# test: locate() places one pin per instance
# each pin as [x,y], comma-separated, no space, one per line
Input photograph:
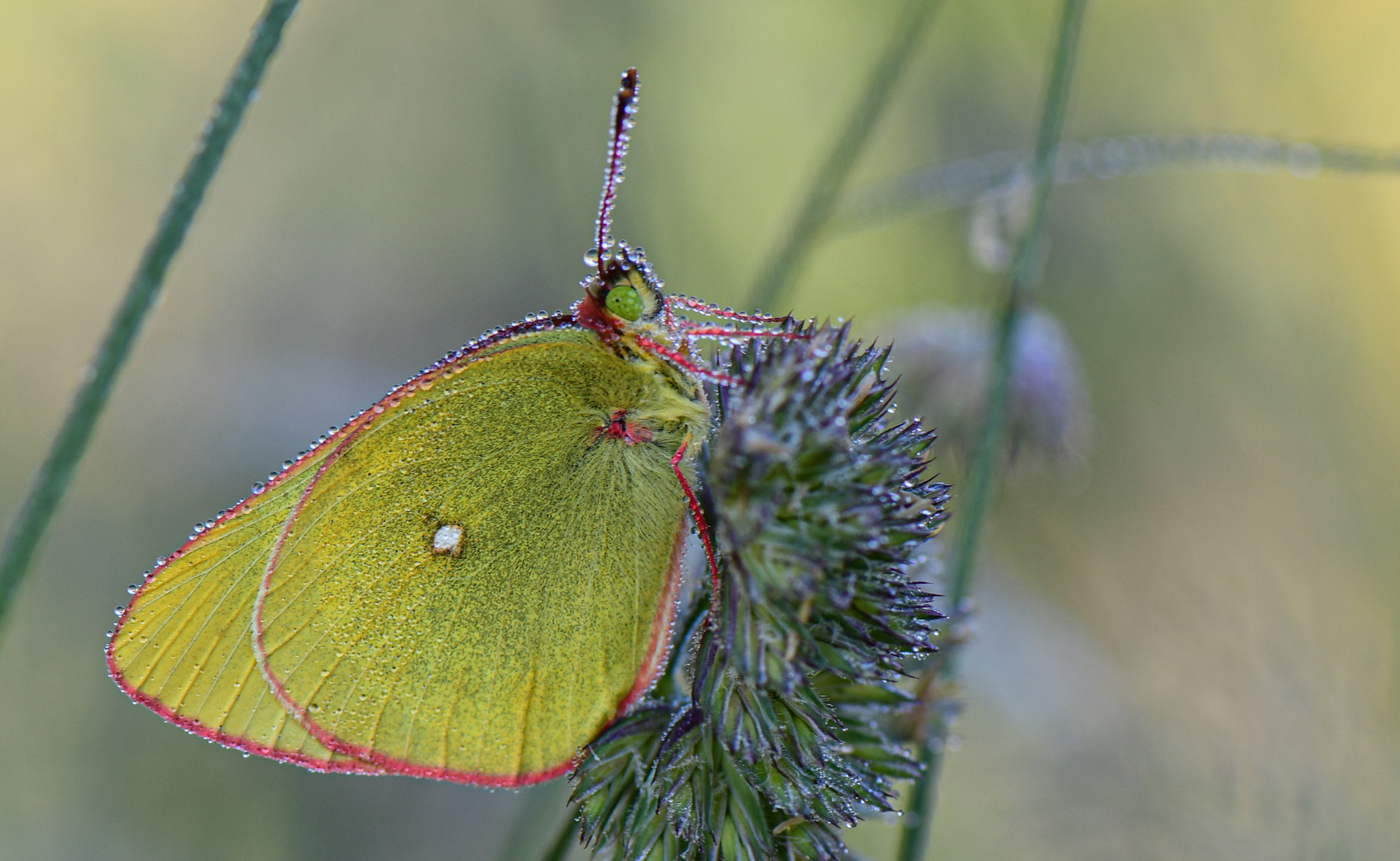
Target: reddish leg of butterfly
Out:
---
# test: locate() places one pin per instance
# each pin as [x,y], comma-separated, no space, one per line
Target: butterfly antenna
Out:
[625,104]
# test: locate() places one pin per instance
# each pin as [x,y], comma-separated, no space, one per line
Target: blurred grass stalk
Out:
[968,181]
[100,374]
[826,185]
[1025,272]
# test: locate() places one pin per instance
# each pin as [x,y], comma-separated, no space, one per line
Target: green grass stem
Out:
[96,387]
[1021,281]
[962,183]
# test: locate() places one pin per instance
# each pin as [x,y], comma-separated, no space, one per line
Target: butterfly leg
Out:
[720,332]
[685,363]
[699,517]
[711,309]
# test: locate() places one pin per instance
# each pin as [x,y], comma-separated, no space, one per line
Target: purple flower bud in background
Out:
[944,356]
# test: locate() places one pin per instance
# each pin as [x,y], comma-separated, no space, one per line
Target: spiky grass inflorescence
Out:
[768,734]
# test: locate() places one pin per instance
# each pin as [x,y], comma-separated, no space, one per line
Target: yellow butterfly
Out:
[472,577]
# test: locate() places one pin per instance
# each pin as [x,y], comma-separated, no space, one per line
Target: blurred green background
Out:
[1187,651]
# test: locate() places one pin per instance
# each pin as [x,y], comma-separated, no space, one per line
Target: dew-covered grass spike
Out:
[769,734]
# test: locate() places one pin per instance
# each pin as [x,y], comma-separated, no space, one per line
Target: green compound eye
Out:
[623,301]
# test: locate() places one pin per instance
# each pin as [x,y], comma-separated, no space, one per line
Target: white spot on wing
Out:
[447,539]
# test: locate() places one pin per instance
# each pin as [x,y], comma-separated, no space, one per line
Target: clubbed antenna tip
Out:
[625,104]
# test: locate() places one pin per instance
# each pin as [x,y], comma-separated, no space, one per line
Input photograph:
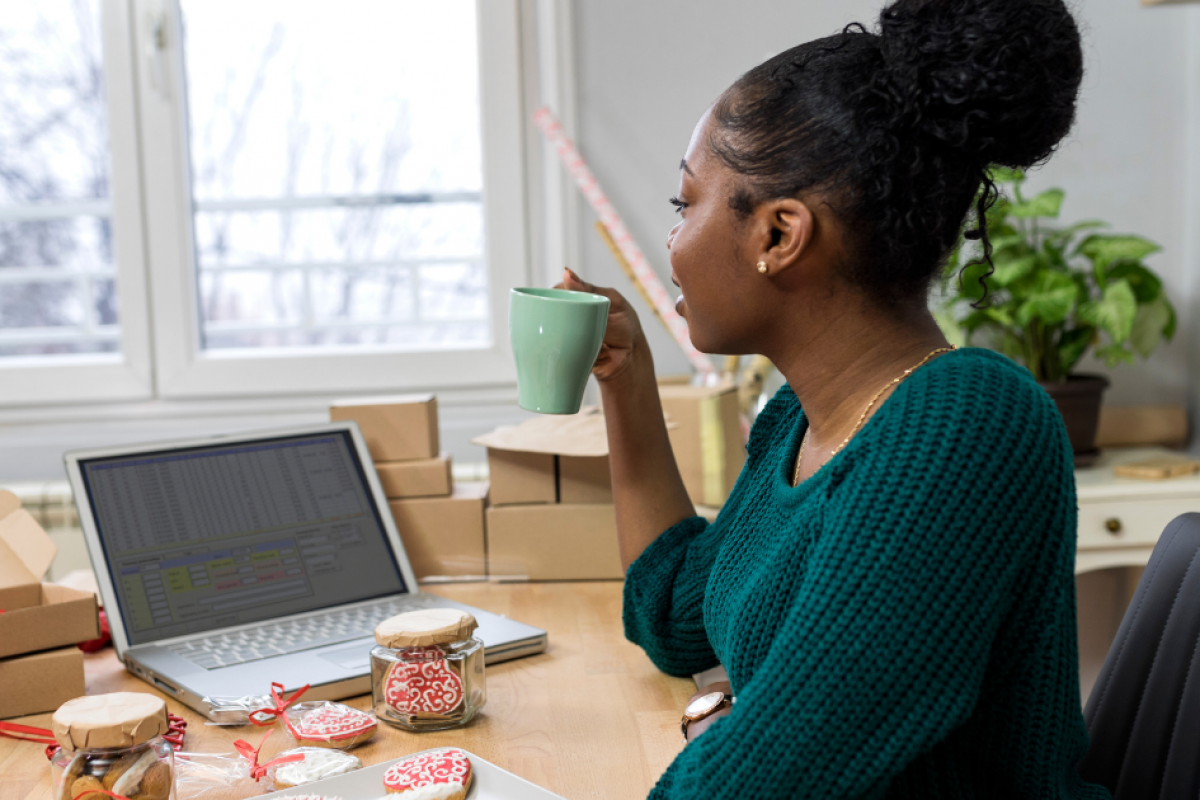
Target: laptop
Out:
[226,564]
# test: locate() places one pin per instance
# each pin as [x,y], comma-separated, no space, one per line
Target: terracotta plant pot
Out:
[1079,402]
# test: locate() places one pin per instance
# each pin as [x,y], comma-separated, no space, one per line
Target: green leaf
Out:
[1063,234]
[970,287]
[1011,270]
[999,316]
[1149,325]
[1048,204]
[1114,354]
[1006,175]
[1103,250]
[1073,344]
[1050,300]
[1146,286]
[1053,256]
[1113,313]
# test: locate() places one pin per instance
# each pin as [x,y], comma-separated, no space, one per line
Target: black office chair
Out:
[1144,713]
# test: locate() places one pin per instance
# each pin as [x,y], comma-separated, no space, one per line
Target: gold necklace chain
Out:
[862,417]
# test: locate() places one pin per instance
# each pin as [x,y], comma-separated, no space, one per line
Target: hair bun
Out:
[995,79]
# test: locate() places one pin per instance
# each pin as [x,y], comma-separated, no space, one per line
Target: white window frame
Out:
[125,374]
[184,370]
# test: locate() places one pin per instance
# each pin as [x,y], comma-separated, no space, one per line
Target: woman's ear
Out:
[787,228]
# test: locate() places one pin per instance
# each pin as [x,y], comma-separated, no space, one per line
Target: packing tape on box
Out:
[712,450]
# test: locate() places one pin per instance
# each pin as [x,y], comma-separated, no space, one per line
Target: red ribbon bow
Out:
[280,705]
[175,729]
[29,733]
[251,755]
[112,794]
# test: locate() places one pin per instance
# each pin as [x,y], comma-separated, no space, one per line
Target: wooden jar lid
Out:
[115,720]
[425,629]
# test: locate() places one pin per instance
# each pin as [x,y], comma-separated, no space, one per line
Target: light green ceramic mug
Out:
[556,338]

ACTIVITY. If a line in the data above contains "background", return that line.

FINISHED TASK.
Target: purple flower bud in background
Target: blurred green background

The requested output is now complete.